Content starts

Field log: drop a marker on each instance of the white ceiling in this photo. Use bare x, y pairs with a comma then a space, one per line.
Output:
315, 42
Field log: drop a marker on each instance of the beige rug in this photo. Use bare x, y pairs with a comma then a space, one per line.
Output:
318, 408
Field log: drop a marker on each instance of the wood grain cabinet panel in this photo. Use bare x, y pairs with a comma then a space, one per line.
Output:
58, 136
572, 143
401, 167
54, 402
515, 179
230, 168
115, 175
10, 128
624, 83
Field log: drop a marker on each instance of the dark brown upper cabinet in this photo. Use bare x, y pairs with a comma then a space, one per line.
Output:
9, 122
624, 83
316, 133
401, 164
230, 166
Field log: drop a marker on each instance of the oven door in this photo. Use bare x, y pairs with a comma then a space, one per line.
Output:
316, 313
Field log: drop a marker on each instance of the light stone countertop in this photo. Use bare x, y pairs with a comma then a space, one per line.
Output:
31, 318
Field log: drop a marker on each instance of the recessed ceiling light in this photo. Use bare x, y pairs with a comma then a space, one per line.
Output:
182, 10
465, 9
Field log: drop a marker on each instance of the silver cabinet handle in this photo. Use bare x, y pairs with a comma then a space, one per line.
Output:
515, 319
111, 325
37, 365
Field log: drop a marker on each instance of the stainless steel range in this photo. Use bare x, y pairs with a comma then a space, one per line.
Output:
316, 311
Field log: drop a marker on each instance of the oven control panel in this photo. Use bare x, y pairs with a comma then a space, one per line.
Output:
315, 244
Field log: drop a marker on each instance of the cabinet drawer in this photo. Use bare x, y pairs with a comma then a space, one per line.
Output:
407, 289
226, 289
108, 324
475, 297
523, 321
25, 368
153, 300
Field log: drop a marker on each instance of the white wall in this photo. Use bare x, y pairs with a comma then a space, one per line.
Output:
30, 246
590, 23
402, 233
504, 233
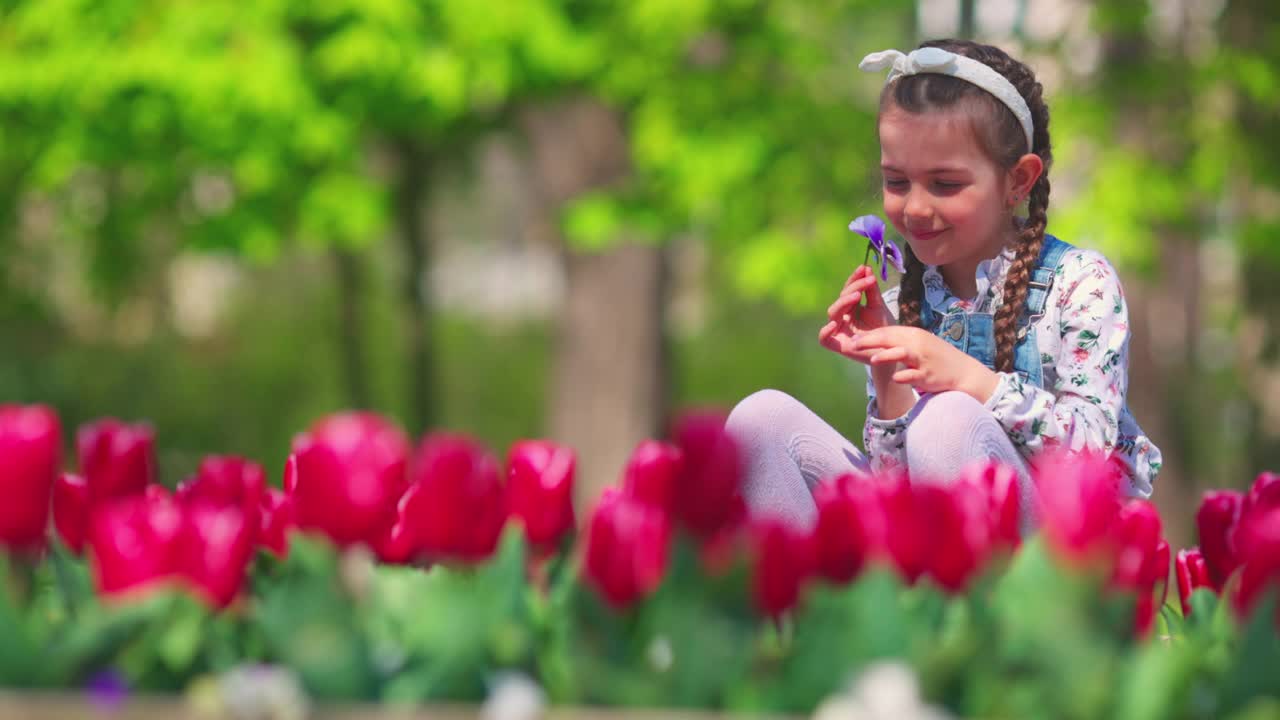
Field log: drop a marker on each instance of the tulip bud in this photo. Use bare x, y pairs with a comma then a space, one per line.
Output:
848, 514
71, 510
1192, 574
214, 551
627, 543
133, 542
115, 459
456, 505
709, 481
652, 474
1079, 500
351, 472
30, 458
784, 563
1216, 519
540, 483
275, 520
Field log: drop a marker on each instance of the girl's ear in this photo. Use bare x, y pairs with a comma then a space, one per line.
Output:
1023, 176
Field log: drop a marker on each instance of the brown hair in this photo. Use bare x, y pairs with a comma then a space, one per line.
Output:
1004, 141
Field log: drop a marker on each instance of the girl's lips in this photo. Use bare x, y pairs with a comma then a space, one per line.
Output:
926, 235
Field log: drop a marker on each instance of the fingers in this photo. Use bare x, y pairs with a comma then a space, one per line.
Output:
850, 296
891, 355
909, 377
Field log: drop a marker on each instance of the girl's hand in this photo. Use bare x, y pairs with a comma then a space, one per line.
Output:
849, 318
929, 364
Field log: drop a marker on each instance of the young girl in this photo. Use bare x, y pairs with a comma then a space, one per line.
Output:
999, 342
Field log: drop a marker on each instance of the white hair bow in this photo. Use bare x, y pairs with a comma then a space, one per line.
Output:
946, 63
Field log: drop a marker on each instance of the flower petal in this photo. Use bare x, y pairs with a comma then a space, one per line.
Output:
869, 227
894, 255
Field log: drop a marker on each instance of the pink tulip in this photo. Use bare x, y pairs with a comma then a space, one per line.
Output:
115, 459
708, 491
31, 449
849, 522
456, 505
1079, 500
1192, 574
350, 475
652, 474
1216, 519
784, 563
540, 483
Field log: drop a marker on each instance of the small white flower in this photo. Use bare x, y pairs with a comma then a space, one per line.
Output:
513, 696
885, 691
661, 654
263, 692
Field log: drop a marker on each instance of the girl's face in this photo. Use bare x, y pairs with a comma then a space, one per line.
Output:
941, 191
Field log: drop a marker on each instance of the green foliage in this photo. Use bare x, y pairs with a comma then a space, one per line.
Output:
1031, 638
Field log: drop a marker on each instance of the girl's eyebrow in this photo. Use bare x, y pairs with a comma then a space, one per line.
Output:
940, 169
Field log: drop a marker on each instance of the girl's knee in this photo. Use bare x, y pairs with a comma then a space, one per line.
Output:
759, 410
951, 405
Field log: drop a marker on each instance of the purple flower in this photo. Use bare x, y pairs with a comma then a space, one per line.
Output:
886, 253
108, 691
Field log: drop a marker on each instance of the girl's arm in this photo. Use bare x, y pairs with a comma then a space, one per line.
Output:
1084, 406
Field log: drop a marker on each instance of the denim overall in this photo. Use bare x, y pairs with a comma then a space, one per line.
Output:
974, 332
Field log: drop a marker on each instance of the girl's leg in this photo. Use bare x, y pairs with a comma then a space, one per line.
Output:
786, 451
951, 431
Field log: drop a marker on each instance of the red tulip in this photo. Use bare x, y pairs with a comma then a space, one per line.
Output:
709, 481
540, 482
1137, 561
275, 519
351, 472
71, 510
291, 473
1004, 501
1192, 574
228, 482
1258, 545
784, 563
30, 458
115, 459
849, 519
905, 538
214, 550
1160, 572
626, 548
956, 519
456, 505
652, 474
1264, 493
1216, 519
1079, 499
133, 542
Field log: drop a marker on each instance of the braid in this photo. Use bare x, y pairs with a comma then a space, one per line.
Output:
1005, 142
910, 290
1031, 241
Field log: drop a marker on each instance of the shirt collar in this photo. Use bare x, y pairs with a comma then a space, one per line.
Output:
990, 279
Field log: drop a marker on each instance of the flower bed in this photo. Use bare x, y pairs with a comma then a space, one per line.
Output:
432, 573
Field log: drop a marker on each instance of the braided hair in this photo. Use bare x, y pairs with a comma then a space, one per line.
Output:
1002, 140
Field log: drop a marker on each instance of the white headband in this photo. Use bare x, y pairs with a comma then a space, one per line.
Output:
946, 63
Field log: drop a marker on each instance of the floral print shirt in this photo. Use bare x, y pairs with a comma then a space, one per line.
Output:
1083, 340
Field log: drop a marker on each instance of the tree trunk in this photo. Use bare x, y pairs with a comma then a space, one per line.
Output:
609, 383
351, 346
412, 199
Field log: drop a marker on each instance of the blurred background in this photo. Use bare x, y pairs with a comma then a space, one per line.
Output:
572, 218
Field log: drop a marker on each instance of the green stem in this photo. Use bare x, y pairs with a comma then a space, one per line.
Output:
63, 577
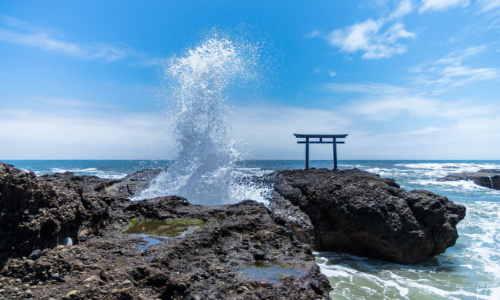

Content ends

» Exercise prompt
Write out all the entries word for word, but skip any images.

» Finished task
Field log: drop a marker on each instance of the white ceiling in this photo. Use bare x, y pairs with a comma then a space, one per line.
Output:
315, 42
Field log: drop a marker on each instance of the beige rug in this photo. Use bare x, y pairs with a comma then a space, one per line.
Output:
318, 408
Field log: drop a marker on each instance of the wood grain cabinet panel in this photo. Use bare x, y pairs with a comma then a space, one per line.
Output:
58, 136
572, 143
401, 167
54, 402
515, 179
230, 168
115, 175
10, 128
624, 83
Field log: drop a marker on each instance of the dark brown upper cabinet in this photo. Use bare x, y pairs with a comma then a space, one per line.
Output:
9, 122
624, 83
316, 133
401, 164
230, 166
Field log: drop a marker on each instance of the oven door in this photo. Use bare x, y pairs with a comma then a space, one per line.
Output:
316, 313
Field log: drop a marker on each instance of the light stone countertop in this photo. Use bare x, y pairs with a comma then a space, one per line.
Output:
31, 318
Field log: drop a marker on each instance of the recessed ceiling light in this photo. Use bare x, y pairs with a comma then a space, one per line.
Output:
182, 10
465, 9
Field log: drop a marker on each instance of the silver cabinet handle in this photo. Use bare x, y pairs with a comma then a space, one per line.
Output:
515, 319
111, 325
37, 365
Field log: drop a marker on each instance of the stainless steel range in this photo. Use bare x, y pairs with a comma then a space, one per line.
Output:
316, 311
Field log: drop a marker on each instance of the oven control panel in this photo. Use bare x, y pairs with a comma then a space, one per line.
Output:
315, 244
Field log: drop a marker on each instance of the cabinet drawer in this photo. Use bare x, y pairs with a comma then a space, one per line.
Output:
407, 289
226, 289
108, 324
475, 297
523, 321
25, 368
153, 300
Field log: drop a marker on each instance of the white wall in this photo. Use bare x, y pairs with a comma then a space, one per line.
Output:
30, 246
590, 23
402, 233
504, 233
Field log: drop a marker on each instance of the tulip bud in this photo. Use bare x, y pairs with a comma then a space, one per line.
Output:
848, 514
71, 510
1192, 574
214, 551
627, 543
133, 542
115, 459
456, 505
709, 481
652, 474
1079, 500
351, 472
30, 458
784, 563
1216, 519
540, 483
275, 520
Field log: drop a marker on each instance of the girl's ear in this photo. Use bare x, y pairs with a comma then a space, one per line.
Output:
1023, 176
Field log: drop a marker on each instance of the brown hair in this photo. Use bare x, y pairs with a comma then a space, one per line.
Output:
1004, 141
Field log: drop a marker on each instance of the girl's lips in this photo. Use bare x, y pairs with a comma then a space, one per line.
Output:
926, 235
Field log: drop a marker on each instance of the fingers in this photo. Use bare x, y pairs with a comma then a space, one per line.
Output:
850, 296
891, 355
909, 377
Field log: drop a marker on each instance of the girl's hand in this photo. Use bare x, y pairs with a comma then a space, one per line.
Output:
849, 318
929, 364
Field log: drop a marker on each instance of the young girl in this photo. Use bare x, y pairs with a comma then a space, one per line.
Output:
999, 342
Field log: drop a marker on each instance of the white hair bow in this photo. Use bare x, y pairs with a comma then a space, one per line.
Output:
946, 63
Field log: drop a marker on each instance of the flower petal in this photo. Use bare x, y pairs with a comma then a space, one per line.
Output:
869, 227
894, 255
Field log: drop a marker on each instance of the pink tulip in this photo. Use bare x, y pairs with a comma then a space, one per line.
Output:
115, 459
708, 491
31, 449
849, 522
456, 505
1079, 500
1192, 574
350, 475
652, 474
1216, 519
784, 563
540, 483
Field log: drop a marker on each instance of the small white flower in this photo. Use bare x, y pairs with a comma then a space, one per line.
Output:
513, 696
885, 691
661, 654
263, 692
Field log: drop a marker on each instance of the girl's face in this photo. Use bare x, y pairs with a comma then a space, one per line.
Output:
941, 191
Field log: drop a marker on each instance of the green foliage in this photo. Use bare x, y pairs with a comma then a space, one per line.
Output:
1031, 638
Field log: drop a marker on each instance of the girl's eyebrow in this photo. Use bare x, y pairs with a comma then a space, one per line.
Output:
940, 169
Field log: drop a marker on each instance of the girl's knee in this photo. Use bare x, y pairs with a comma then a space, one per line.
Output:
759, 410
951, 405
Field log: drop a marker on each instance of the purple flower in this photo. Use bare x, y pairs with a comma then a space, one per line.
Output:
886, 253
108, 691
Field log: drop a marker on each instance of the girl's arm in this photo. Use bare x, y pairs with a comma then a space, one per line.
Output:
1084, 406
Field log: drop a marker on each instance of the denim overall in this photo. Use bare x, y pairs with a comma then a space, one per line.
Output:
974, 332
Field log: drop a marker on each instance of the girl's leg in this photo. Use bare x, y pairs with a comma then a space, one per line.
Output:
786, 451
951, 431
Field log: drop a marker on each instance of the red tulip in this photo. Use bare x, y pairs with a comma then a space, one per line.
Output:
709, 481
540, 482
1137, 561
275, 519
351, 472
71, 510
291, 473
1004, 501
1192, 574
228, 482
1258, 545
784, 563
30, 458
115, 459
849, 519
905, 538
214, 550
1160, 572
626, 548
956, 519
456, 505
652, 474
1264, 493
1216, 519
1079, 499
133, 542
Field log: drop a marker on each instance of the braid in this photo. Use bare x, y pairs with a comma then a space, one per line.
Output:
1005, 142
910, 290
1031, 241
Field log: drop a marker on each instance of the shirt collar in this photo. Use bare x, y pairs with a comma then a space, one per line.
Output:
990, 279
Field log: drop a marker on each instance of the flower bed in this photo. Use bare x, y pairs with a comma then a space, one per line.
Output:
432, 573
Field log: drop a marker on each instance of the braided hair in this photo. Use bare x, y pairs with a comma then a space, one per line.
Output:
1002, 140
Field log: drop a marker on each instance of the white headband in this photo. Use bare x, y pairs with a comma then a space, one per line.
Output:
946, 63
Field log: drop a marker on each instance of the floral print shirt in this photo. Use bare x, y pairs with a comma then a space, one per line.
Output:
1083, 340
Field log: drop a marker on each instance of the tree trunk in this photo. Use bare x, y pairs with a comma then a space, one per line.
Output:
609, 383
351, 346
412, 199
Field log: drop a marker on each instance of the blurred background in this photo. Use bare x, y pairs with a comma then a space, one per line.
Output:
572, 218
Field log: drop a marker on each instance of the green stem in this photo. Use bare x, y pairs with a comma then a space, one per line.
Output:
63, 577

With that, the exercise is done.